### Task directions
An exact copy of every entry is needed, with no images.

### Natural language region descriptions

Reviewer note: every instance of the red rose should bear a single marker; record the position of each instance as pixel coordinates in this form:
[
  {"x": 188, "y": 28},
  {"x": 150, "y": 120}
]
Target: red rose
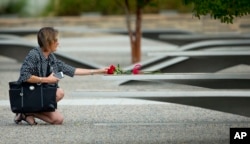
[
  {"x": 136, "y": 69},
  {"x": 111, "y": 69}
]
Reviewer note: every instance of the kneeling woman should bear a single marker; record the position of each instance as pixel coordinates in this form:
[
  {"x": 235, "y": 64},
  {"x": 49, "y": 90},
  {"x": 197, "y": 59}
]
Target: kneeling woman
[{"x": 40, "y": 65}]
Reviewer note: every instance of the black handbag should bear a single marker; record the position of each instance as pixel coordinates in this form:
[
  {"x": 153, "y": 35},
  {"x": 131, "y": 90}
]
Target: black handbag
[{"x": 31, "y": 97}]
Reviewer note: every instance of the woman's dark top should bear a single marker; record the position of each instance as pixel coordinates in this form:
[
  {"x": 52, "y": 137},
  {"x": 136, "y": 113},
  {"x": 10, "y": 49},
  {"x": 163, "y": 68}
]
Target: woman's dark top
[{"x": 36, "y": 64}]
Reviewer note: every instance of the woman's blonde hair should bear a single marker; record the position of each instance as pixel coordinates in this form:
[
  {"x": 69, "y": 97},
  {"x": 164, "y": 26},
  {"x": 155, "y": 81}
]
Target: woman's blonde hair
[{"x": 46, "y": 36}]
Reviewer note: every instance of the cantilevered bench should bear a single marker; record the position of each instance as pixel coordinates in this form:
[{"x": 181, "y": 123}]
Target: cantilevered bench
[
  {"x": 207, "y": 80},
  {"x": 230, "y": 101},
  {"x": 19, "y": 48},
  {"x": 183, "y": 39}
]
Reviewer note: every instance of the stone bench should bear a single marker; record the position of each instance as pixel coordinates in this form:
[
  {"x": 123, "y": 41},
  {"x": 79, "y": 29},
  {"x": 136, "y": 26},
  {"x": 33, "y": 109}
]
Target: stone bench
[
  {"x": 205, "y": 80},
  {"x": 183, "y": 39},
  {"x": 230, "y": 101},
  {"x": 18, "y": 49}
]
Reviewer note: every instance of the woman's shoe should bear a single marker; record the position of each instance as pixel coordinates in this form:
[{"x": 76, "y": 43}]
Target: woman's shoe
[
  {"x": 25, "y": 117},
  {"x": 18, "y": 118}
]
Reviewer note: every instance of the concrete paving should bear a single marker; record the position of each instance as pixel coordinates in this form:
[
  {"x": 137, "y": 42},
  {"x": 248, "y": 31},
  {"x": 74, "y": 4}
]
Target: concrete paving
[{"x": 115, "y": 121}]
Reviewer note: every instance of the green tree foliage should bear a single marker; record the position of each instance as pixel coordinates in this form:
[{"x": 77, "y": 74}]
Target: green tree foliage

### Your response
Reviewer note: every instance of the red rose should bear a single marker; record the position of each instance as pixel coordinates in this form:
[
  {"x": 188, "y": 28},
  {"x": 150, "y": 120}
]
Target: red rose
[
  {"x": 136, "y": 69},
  {"x": 111, "y": 69}
]
Reviewer note: every instance of the kneeling woman should bear a single marker; record the position of each instance as pixel coordinates in this form:
[
  {"x": 235, "y": 64},
  {"x": 49, "y": 90},
  {"x": 197, "y": 59}
]
Target: kneeling woman
[{"x": 40, "y": 65}]
Reviewer note: every instance of the black handbag should bear a single marker; record the position of each instance as pixel coordinates in this form:
[
  {"x": 153, "y": 35},
  {"x": 131, "y": 90}
]
Target: black handbag
[{"x": 31, "y": 97}]
Reviewer note: every instance of the woman's dark top should bear a single marker; record the position of each instance as pixel coordinates in this form:
[
  {"x": 52, "y": 137},
  {"x": 136, "y": 113},
  {"x": 10, "y": 49},
  {"x": 163, "y": 68}
]
Target: woman's dark top
[{"x": 36, "y": 64}]
Reviewer note: every instance of the woman's blonde hair should bear a single marker; record the position of each instance as pixel coordinates in this form:
[
  {"x": 69, "y": 97},
  {"x": 164, "y": 26},
  {"x": 155, "y": 81}
]
Target: woman's blonde hair
[{"x": 46, "y": 36}]
Reviewer note: every instance of the cantilevered bench should bear a single marker; record the position of each instance as pixel coordinates in this form:
[{"x": 181, "y": 123}]
Target: cantilevered bench
[
  {"x": 207, "y": 80},
  {"x": 230, "y": 101},
  {"x": 19, "y": 48},
  {"x": 183, "y": 39}
]
Reviewer note: every instance of the stone bench should bear a single marker; record the position of each instance as pixel coordinates in this form:
[
  {"x": 123, "y": 41},
  {"x": 79, "y": 29},
  {"x": 136, "y": 26},
  {"x": 33, "y": 109}
]
Target: stone bench
[
  {"x": 205, "y": 80},
  {"x": 183, "y": 39},
  {"x": 230, "y": 101},
  {"x": 18, "y": 49}
]
Reviewer note: every instance of the woman's shoe should bear a single marker; record the position of each instance as pixel coordinates in this form:
[{"x": 76, "y": 43}]
Target: woman's shoe
[
  {"x": 25, "y": 117},
  {"x": 18, "y": 118}
]
Reviewer note: every instance of the concrete paving should bear a single marker; record the position of each instance as pixel coordinates in this form:
[
  {"x": 137, "y": 42},
  {"x": 248, "y": 31},
  {"x": 74, "y": 4}
]
Target: concrete paving
[{"x": 115, "y": 121}]
Reviewer note: every instance of the green tree foliage should bear a single marker; record the position of each instance as pixel coordinates in this form:
[{"x": 77, "y": 74}]
Target: green tree foliage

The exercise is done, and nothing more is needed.